> **Objective**
Return each line of the material below that contains the string "query", copied unchanged. Case counts, so a line qualifies only if the capitalization matches.

> **Material shown**

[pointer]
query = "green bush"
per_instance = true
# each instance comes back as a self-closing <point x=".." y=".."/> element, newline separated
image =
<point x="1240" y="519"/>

...

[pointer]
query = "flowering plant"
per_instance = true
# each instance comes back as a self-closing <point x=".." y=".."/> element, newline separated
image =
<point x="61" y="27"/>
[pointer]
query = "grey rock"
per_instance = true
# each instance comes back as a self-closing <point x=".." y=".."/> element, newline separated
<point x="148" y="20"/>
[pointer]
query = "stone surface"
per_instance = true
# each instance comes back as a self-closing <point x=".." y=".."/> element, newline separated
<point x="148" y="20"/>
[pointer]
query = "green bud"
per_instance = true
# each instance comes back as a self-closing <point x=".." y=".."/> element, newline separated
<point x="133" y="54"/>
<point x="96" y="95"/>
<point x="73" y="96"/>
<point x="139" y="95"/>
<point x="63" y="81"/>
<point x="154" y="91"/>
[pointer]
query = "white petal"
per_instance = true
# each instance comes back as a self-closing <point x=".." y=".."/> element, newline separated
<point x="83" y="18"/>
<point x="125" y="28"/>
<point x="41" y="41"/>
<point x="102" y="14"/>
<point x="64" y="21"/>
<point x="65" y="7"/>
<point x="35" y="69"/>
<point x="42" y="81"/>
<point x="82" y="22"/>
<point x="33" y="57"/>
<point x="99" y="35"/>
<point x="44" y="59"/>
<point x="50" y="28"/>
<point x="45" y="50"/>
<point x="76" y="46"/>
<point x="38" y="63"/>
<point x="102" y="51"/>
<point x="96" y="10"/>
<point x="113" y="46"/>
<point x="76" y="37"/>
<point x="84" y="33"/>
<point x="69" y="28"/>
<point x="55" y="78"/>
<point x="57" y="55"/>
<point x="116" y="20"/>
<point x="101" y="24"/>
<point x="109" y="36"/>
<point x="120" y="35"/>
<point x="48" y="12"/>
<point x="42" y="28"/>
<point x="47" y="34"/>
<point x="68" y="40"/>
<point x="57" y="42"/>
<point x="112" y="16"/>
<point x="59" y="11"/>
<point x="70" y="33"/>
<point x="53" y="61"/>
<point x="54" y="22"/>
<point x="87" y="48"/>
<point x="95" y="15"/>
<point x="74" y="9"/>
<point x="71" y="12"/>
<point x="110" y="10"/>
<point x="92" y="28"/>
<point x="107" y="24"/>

--

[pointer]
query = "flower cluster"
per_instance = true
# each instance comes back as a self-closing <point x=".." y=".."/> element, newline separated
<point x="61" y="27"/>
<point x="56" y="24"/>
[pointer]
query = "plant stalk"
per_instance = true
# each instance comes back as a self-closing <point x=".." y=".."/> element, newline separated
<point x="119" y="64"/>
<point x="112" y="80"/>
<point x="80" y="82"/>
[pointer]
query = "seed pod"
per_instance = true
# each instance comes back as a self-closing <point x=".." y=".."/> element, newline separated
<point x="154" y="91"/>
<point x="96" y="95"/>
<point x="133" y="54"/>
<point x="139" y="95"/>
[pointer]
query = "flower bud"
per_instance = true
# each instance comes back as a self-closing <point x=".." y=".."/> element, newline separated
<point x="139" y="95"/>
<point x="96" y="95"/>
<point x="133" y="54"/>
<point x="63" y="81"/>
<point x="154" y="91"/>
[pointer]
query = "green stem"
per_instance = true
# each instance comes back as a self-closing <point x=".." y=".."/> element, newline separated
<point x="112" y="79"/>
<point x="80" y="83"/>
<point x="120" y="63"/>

> **Finished exercise**
query = "green bush"
query = "flowering plant"
query = "grey rock"
query = "stone surface"
query = "green bud"
query = "white petal"
query = "flower cluster"
query = "plant stalk"
query = "seed pod"
query = "flower bud"
query = "green stem"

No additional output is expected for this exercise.